#### ACTIVITY:
With the line containing "Target: white ceramic cup" as the starting point, output every line of the data below through its final line, character for character.

Dataset excerpts:
"""
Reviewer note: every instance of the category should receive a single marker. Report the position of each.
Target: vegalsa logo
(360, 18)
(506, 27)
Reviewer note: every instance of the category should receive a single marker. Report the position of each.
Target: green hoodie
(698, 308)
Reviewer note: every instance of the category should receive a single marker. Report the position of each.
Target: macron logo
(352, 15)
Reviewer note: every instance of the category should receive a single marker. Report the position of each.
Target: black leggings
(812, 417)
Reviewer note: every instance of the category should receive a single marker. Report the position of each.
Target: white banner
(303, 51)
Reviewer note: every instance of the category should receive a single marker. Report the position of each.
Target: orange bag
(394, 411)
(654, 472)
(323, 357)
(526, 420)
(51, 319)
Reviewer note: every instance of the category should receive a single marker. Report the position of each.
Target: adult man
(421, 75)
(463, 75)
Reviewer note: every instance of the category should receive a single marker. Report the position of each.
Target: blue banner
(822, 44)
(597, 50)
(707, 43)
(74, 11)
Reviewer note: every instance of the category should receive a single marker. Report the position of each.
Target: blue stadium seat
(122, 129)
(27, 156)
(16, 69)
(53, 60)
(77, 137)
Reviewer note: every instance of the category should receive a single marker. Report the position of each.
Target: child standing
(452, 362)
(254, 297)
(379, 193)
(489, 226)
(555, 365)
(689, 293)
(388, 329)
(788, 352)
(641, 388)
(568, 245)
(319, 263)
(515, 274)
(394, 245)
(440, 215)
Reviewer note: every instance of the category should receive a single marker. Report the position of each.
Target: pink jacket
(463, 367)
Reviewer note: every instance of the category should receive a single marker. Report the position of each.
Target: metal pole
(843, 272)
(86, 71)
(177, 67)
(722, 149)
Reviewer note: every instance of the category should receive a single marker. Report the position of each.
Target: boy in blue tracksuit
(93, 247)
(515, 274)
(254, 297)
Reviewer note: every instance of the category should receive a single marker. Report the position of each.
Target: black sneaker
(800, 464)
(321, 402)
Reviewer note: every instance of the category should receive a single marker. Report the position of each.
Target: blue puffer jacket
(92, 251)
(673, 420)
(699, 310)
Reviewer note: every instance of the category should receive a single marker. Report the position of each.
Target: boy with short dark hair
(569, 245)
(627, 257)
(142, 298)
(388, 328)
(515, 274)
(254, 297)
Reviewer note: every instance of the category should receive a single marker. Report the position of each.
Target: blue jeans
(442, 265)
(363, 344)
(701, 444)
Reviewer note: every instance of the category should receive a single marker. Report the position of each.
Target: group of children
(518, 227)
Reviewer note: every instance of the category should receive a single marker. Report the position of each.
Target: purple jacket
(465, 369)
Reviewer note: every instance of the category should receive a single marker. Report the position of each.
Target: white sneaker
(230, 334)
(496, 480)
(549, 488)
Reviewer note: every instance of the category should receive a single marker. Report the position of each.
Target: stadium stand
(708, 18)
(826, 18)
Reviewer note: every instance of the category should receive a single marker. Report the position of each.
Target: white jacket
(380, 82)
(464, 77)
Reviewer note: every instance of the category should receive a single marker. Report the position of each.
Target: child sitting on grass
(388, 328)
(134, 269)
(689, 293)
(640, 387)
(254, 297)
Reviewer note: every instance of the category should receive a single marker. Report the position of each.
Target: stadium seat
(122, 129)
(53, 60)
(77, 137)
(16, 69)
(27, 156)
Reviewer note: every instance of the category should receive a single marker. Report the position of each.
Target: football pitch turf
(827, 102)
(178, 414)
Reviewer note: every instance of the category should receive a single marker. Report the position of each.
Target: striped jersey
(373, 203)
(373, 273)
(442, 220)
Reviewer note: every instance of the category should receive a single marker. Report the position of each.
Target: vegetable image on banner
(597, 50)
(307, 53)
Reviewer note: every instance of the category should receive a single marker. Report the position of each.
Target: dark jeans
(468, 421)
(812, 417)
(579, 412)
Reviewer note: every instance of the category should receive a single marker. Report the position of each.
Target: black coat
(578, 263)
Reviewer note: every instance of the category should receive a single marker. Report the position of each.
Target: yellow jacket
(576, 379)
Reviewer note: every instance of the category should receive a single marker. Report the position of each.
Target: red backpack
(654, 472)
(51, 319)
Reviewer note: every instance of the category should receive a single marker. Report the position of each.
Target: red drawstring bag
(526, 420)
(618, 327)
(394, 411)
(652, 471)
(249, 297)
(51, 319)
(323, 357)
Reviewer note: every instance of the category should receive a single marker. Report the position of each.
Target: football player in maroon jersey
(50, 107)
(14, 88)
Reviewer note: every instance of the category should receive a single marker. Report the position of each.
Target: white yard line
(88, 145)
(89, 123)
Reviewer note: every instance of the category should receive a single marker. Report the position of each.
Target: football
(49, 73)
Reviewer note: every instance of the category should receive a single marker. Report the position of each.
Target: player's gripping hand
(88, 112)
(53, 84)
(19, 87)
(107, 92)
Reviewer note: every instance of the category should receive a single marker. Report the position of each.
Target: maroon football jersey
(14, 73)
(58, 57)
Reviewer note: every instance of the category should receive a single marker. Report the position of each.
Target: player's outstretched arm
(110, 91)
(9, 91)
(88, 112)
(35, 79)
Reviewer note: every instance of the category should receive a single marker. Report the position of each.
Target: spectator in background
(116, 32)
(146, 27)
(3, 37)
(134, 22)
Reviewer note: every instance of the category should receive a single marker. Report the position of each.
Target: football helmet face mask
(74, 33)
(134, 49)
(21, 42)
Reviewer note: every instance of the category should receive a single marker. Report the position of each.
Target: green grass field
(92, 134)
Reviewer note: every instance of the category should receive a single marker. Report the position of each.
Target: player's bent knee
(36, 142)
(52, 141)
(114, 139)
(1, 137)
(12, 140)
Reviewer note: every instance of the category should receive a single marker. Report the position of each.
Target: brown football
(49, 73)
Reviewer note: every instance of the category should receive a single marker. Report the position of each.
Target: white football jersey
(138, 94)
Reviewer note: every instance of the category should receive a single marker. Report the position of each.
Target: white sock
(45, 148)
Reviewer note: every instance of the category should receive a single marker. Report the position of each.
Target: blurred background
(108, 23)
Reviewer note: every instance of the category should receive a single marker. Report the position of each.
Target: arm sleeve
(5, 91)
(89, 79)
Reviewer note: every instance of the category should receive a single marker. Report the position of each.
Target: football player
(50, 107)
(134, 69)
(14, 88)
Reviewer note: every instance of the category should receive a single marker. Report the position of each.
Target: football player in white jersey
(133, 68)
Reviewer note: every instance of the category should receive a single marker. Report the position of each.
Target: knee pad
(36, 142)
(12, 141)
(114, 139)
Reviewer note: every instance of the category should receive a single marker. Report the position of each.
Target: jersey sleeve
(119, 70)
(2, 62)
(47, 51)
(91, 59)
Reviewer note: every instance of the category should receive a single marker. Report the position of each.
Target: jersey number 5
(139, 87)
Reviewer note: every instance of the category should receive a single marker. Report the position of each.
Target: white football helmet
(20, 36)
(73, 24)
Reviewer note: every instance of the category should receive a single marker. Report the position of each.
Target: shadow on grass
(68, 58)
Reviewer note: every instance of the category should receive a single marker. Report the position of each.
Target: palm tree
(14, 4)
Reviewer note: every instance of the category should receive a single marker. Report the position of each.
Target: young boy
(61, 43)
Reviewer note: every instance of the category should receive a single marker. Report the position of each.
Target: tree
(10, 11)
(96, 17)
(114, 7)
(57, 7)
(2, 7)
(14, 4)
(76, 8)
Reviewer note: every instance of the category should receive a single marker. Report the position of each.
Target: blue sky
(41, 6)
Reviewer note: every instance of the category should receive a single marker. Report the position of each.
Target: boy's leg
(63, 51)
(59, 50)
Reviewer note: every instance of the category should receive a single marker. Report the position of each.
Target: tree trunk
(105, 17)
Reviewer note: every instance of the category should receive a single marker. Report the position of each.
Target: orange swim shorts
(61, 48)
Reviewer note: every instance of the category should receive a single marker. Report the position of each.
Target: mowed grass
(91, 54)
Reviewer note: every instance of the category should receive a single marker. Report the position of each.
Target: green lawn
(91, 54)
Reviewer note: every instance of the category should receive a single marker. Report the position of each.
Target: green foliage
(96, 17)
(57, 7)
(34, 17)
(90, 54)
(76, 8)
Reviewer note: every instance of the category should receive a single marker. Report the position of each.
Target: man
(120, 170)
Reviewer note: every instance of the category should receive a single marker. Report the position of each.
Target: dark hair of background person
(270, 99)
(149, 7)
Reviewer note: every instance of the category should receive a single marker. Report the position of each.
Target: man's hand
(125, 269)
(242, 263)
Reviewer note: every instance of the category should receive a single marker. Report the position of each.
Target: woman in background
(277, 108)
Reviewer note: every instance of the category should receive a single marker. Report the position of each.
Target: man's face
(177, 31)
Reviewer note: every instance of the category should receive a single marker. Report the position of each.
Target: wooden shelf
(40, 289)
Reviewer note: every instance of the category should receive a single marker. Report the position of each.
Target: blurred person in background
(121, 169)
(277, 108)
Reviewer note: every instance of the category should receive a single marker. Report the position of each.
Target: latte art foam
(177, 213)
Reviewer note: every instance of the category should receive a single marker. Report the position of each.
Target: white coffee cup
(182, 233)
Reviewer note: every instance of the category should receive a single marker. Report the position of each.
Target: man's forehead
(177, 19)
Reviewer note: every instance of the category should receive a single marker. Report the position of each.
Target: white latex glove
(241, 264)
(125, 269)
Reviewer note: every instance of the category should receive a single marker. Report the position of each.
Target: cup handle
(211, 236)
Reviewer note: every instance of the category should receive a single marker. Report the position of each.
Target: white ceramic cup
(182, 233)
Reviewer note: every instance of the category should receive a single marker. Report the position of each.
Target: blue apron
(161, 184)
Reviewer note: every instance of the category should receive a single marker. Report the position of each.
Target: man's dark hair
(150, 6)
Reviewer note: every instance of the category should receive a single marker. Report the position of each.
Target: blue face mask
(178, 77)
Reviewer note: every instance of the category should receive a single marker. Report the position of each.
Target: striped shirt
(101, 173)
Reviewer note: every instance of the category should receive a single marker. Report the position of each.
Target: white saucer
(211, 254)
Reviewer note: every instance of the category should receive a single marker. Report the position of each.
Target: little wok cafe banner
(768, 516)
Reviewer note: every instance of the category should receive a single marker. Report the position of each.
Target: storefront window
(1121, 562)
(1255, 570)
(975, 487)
"""
#### EXERCISE SOLUTION:
Target: white ceramic cup
(182, 233)
Reviewer note: every instance of the category should receive a single marker. Report the position of each.
Target: blue apron
(161, 184)
Reviewer note: every instance of the category should receive a single marker. Report the position of each.
Target: man's dark hair
(150, 6)
Reviewer note: every instance of the category should receive a single marker. Report the position of each.
Target: blue face mask
(178, 77)
Reviewer note: every instance of the category should receive a single marker. Report the position of each.
Target: striped shirt
(101, 173)
Reviewer note: every instance of the category should receive a single marker. Report the position of each.
Target: white saucer
(211, 254)
Reviewer note: every instance of the category should receive a single marker. Report the position of each.
Target: little wok cafe banner
(768, 516)
Reviewer note: every instance of the category should receive a single marker. Report the position of each.
Target: storefront window
(1121, 562)
(1255, 570)
(975, 487)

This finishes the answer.